Your objective: Please rewrite the items below, changing every "The query is" to "The search phrase is" and keeping everything else the same.

-- START Data shown --

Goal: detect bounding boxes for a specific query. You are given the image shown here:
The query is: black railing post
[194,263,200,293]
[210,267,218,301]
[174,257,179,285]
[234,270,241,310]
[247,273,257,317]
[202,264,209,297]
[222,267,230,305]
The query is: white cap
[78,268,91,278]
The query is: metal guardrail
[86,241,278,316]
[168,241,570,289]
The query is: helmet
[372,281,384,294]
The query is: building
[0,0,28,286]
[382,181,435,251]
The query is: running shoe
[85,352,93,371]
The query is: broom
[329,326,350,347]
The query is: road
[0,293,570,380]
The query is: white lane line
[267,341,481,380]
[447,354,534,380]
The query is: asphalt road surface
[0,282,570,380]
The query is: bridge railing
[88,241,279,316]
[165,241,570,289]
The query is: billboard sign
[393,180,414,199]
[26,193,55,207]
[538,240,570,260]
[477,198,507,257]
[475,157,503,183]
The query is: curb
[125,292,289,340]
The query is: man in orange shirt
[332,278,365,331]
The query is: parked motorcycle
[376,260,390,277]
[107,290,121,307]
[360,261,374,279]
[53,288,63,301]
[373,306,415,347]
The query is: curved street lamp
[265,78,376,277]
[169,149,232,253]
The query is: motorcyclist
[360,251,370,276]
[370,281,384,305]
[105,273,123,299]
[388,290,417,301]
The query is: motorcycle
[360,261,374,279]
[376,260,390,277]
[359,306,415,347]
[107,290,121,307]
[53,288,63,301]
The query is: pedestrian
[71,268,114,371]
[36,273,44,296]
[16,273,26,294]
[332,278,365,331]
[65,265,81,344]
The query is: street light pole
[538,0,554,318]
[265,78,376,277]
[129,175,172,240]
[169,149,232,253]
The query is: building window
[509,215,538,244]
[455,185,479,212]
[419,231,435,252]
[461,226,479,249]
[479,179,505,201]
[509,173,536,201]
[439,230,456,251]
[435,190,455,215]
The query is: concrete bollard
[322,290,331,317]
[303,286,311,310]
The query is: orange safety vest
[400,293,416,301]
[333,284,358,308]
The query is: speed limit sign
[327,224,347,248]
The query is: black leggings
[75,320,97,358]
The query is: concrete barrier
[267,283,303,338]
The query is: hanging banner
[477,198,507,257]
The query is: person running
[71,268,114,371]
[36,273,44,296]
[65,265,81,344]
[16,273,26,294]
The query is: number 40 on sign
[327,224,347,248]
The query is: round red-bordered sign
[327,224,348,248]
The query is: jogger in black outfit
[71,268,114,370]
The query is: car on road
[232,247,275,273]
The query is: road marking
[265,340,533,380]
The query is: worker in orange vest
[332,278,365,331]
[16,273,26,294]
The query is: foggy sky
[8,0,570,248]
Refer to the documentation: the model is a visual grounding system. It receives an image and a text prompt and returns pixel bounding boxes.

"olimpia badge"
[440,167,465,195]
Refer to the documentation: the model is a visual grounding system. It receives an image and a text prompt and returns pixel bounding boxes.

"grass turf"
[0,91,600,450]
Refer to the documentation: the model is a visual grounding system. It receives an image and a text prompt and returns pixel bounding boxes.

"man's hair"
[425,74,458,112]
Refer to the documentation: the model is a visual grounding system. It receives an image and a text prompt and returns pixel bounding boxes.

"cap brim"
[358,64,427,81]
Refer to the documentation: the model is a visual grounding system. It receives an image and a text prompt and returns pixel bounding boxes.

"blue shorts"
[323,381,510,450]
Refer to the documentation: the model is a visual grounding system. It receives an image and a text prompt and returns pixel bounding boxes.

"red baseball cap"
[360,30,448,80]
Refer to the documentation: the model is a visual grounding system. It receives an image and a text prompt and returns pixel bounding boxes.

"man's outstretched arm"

-- END Data shown --

Written reply:
Goal: detect bounding boxes for a specific query. You are given the image shown here:
The search phrase is: black railing post
[194,263,200,293]
[210,267,218,301]
[174,257,179,285]
[234,270,241,310]
[247,273,257,317]
[202,264,209,297]
[222,267,230,305]
The search phrase is: white cap
[78,268,91,278]
The search phrase is: metal guardrail
[86,241,278,316]
[168,241,570,289]
The search phrase is: helmet
[372,281,384,294]
The search phrase is: building
[0,0,28,286]
[382,181,435,251]
The search phrase is: running shoe
[85,352,93,371]
The search phrase is: broom
[329,326,350,347]
The search phrase is: road
[0,293,570,380]
The search phrase is: white lane line
[267,341,481,380]
[447,354,534,380]
The search phrase is: asphalt road surface
[0,282,570,380]
The search phrase is: bridge railing
[88,241,279,316]
[165,241,570,289]
The search phrase is: billboard sign
[393,180,414,199]
[26,193,55,207]
[538,240,570,260]
[477,198,507,257]
[475,157,503,183]
The search phrase is: curb
[125,292,289,340]
The search phrase is: man in orange shirt
[332,278,365,331]
The search phrase is: parked motorcycle
[376,260,390,277]
[107,290,121,307]
[360,261,374,279]
[53,288,63,301]
[373,306,415,347]
The search phrase is: curved street lamp
[265,78,376,277]
[169,149,232,253]
The search phrase is: motorcyclist
[360,251,370,276]
[370,281,384,305]
[105,273,123,299]
[388,290,417,301]
The search phrase is: motorcycle
[360,261,374,279]
[376,260,390,277]
[359,306,415,347]
[107,290,121,307]
[53,288,63,301]
The search phrase is: pedestrian
[71,268,114,371]
[36,273,44,296]
[16,273,26,294]
[332,278,365,331]
[65,265,81,344]
The search phrase is: street light pole
[538,0,554,318]
[265,78,376,277]
[129,175,172,240]
[169,149,232,253]
The search phrase is: building window
[509,215,538,244]
[455,185,479,212]
[419,231,435,252]
[461,226,479,249]
[479,179,505,201]
[509,173,536,201]
[439,230,456,251]
[435,190,455,215]
The search phrase is: concrete bollard
[322,290,331,317]
[303,286,311,310]
The search phrase is: orange safety vest
[400,293,416,301]
[333,284,358,308]
The search phrase is: speed limit sign
[327,224,347,248]
The search phrase is: black leggings
[75,320,97,358]
The search phrase is: concrete barrier
[267,283,303,338]
The search phrase is: hanging banner
[477,198,507,257]
The search phrase is: person running
[71,268,114,371]
[36,273,44,296]
[65,265,81,344]
[16,273,26,294]
The search phrase is: number 40 on sign
[327,224,347,248]
The search phrase is: round red-bordered sign
[327,224,348,248]
The search phrase is: jogger in black outfit
[71,268,114,370]
The search phrase is: car on road
[232,247,275,273]
The search phrase is: road marking
[265,340,533,380]
The search phrase is: worker in orange vest
[332,278,365,331]
[16,273,26,294]
The search phrase is: foggy sky
[8,0,570,248]
Refer to the documentation: the model is a visual grounding system. It receives an image and a text prompt and returns pixel bounding boxes.

"olimpia badge"
[440,167,465,195]
Refer to the documentation: the model is a visual grounding system. It receives an image and a text prompt and returns pixel bounding boxes.

"grass turf"
[0,91,600,450]
Refer to the documentation: the model is a visual grounding system. It receives an image and a text prompt and returns pixel bounding boxes.

"man's hair"
[425,74,458,112]
Refer to the documentation: the model is a visual grounding system. It receives an image and a text prompt and returns pixel bounding boxes.

"cap brim"
[358,64,427,81]
Refer to the documentation: the model is a visual grounding system. It receives an image and a text prompt and returns pixel bounding boxes.

"blue shorts"
[323,381,510,450]
Refer to the documentation: the model is a visual grounding system. It receives an image and a text prompt and returns pixel bounding boxes.

"red baseball cap"
[360,30,448,80]
Refer to the documentation: the model is a visual grounding system. It receives an image and a text prompt and returns pixel bounding boxes.

"man's outstretched arm"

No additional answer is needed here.